▶ _Brief_:
Return the whole listing exactly as it stands.

Records from a collection:

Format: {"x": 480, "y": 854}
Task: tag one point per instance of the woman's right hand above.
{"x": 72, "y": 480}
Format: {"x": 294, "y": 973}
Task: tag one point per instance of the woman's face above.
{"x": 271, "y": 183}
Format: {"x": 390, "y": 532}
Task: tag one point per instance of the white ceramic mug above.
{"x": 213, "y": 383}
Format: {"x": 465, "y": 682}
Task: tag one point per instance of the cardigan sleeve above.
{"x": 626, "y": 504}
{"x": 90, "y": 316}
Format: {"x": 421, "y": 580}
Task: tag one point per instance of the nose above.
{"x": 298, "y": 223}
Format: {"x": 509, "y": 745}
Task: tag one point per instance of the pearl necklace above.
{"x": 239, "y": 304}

▶ _Final result_:
Format: {"x": 480, "y": 854}
Task: tag one point per instance of the woman's right hand above.
{"x": 72, "y": 480}
Format: {"x": 294, "y": 973}
Task: tag one point per instance of the woman's face above.
{"x": 271, "y": 183}
Format: {"x": 390, "y": 532}
Task: tag one point per instance of the white ceramic mug above.
{"x": 213, "y": 383}
Format: {"x": 465, "y": 682}
Task: tag one point per instance of the cardigan sleeve above.
{"x": 626, "y": 504}
{"x": 90, "y": 316}
Format: {"x": 421, "y": 580}
Task: tag one point per instance of the nose above.
{"x": 298, "y": 223}
Format: {"x": 509, "y": 745}
Task: tag one point per instance of the pearl necklace above.
{"x": 239, "y": 304}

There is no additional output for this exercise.